**Extract provided:**
+++

Cutting-edge technology helps zero in on the universal characteristics of human beings

Thanks to the appearance of inexpensive, high-performance head-mounted displays, we are entering an era where VR and other artificially-constructed three-dimensional spaces are commonplace. Prof. Shigemasu: "If artificial worlds are to provide perceptual effects on a par with the real world, we need to understand how people achieve three-dimensional perception." In recent years, his focus has broadened to research using VR technology.

The distinguishing feature of VR is the ability to construct worlds free from the constraints of the real world. But what is the impact, on an individual's sensations of their own body, of a space that does not follow the physical laws of the real world, or a body different from their own? Such questions are still largely shrouded in mystery. "The anticipated widespread adoption of three-dimensional virtual spaces highlights the importance of understanding how effectively humans can adapt to alterations in space and body." Prof. Shigemasu aims to elucidate the features of human perception by manipulating VR environments and examining the resulting effects.

+++

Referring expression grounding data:
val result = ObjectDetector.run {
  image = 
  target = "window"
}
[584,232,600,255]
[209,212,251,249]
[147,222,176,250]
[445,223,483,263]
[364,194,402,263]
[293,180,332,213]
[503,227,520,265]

+++

Continue the text on VR research into human perception, starting right after its final sentence.

To investigate whether somatic sensations or motor output vary when the position of an individual's legs are visually manipulated in VR, Dr. Shigemasu conducted an experiment where subjects trained with their avatar projected frontally. The results showed that, when the avatar's legs were presented lower than in reality, the subjects raised their legs higher than in reality after training, and the changed perception of leg position persisted for as long as 10 minutes afterward. In questionnaire results, none of the experiment participants noticed that the presented body position was different from reality, and thus it was discovered that these effects occur unconsciously.

"We found that people may unconsciously increase their movement when training is carried out with their body position lowered in VR. This may have applications like exercise to boost insufficient movement, and rehabilitation of the elderly."

In experiments exploring techniques of operating extended body parts such as robot arms, with the same sensations as moving one's own body, it was found that, when a subject's hand is changed into a visually split state in VR, subjects move some sensation of their own body into the split hand. People can smoothly operate an extended body part by establishing a correspondence of the part with that position.

Prof. Shigemasu is also engaged in joint research on VR with researchers inside and outside Japan. Through experiments, he is empirically clarifying not only low-level processing like sensation and perception, but also high-level psychological effects such as motivation and empathy.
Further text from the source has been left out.